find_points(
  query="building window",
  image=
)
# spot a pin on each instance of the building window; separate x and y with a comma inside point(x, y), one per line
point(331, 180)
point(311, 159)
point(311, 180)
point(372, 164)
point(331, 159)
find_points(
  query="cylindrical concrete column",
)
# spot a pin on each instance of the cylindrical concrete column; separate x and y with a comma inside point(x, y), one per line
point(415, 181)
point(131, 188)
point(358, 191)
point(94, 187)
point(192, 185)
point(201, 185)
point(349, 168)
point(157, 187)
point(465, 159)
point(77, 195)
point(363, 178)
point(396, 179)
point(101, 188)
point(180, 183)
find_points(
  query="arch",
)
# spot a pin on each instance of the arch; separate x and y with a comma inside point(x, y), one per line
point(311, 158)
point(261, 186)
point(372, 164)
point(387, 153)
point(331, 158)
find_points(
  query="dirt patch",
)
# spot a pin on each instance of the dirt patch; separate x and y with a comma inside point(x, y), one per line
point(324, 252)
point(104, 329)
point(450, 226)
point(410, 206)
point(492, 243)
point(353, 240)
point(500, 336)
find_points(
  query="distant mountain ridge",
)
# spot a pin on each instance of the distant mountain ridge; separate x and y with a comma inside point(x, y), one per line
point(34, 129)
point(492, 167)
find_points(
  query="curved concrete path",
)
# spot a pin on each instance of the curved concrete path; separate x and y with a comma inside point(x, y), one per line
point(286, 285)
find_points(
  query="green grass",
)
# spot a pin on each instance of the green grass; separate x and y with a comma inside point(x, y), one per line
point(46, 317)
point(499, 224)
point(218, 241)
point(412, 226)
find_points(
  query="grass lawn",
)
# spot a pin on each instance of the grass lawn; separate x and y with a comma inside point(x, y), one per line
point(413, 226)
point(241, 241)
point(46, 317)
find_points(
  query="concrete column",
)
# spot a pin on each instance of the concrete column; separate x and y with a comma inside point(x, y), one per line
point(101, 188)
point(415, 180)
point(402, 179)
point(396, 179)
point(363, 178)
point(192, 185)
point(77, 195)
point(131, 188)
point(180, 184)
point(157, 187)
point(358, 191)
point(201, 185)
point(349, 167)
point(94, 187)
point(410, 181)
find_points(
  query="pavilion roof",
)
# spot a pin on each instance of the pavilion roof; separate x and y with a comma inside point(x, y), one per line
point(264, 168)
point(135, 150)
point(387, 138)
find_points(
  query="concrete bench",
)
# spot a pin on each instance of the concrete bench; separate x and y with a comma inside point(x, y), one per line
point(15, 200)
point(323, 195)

========================

EXERCISE GOAL:
Each entry shown above must be retyped word for word.

TASK RESULT:
find_points(
  query="building window",
  image=
)
# spot a pin on each instance of the building window; separate x and y with a comma inside point(x, y), one per line
point(331, 180)
point(311, 159)
point(311, 180)
point(372, 164)
point(331, 159)
find_points(
  query="cylindrical concrete column",
)
# spot a pin on each instance of the cylindrical concrete column; separate x and y with a comma inside point(x, y), one per line
point(415, 181)
point(131, 188)
point(358, 191)
point(94, 187)
point(192, 185)
point(201, 185)
point(349, 168)
point(157, 187)
point(465, 159)
point(77, 195)
point(363, 178)
point(396, 179)
point(101, 188)
point(180, 183)
find_points(
  query="arch",
)
# spot a pin on each instance of the arch; separate x and y with a comma inside point(x, y), one per line
point(311, 158)
point(261, 186)
point(372, 164)
point(387, 153)
point(331, 158)
find_points(
  query="dirt patch",
)
# spot a pin on each instance of the dirt patch; separate x and y with a comma inside point(x, y), one per line
point(324, 252)
point(104, 329)
point(450, 226)
point(410, 206)
point(492, 243)
point(353, 240)
point(500, 336)
find_points(
  query="distant mountain ridge",
)
# spot a pin on each instance of the distant mountain ridge; separate x and y with a comma inside point(x, y), one per line
point(34, 129)
point(492, 167)
find_points(
  query="curved concrete path",
)
# spot a pin on each instance of the curved concrete path; separate x and y with a comma inside point(x, y), one per line
point(286, 285)
find_points(
  query="green grass",
)
# spot a pin on each instance of the green grass; separate x and y with a comma inside point(x, y), one per line
point(46, 317)
point(499, 224)
point(218, 241)
point(412, 226)
find_points(
  query="grass lawn",
)
# spot a pin on each instance of the grass lawn; separate x and y with a comma inside point(x, y), one per line
point(413, 226)
point(241, 241)
point(46, 317)
find_points(
  query="concrete column",
)
# spot a pin on each instance of the concrete column; separate x and y with a comma inside point(x, y), one per line
point(101, 188)
point(415, 180)
point(402, 179)
point(396, 179)
point(363, 178)
point(192, 185)
point(77, 195)
point(131, 188)
point(180, 184)
point(157, 187)
point(358, 191)
point(201, 185)
point(349, 167)
point(94, 187)
point(410, 181)
find_points(
  query="pavilion roof",
)
# spot a pin on each instance of the pavilion roof; separate x and y with a comma inside point(x, y), one per line
point(264, 168)
point(135, 150)
point(387, 138)
find_points(
  query="concrete bench",
)
# spot a pin on each instance of the concrete bench; separate x and y with a comma inside point(x, y), one per line
point(15, 200)
point(323, 195)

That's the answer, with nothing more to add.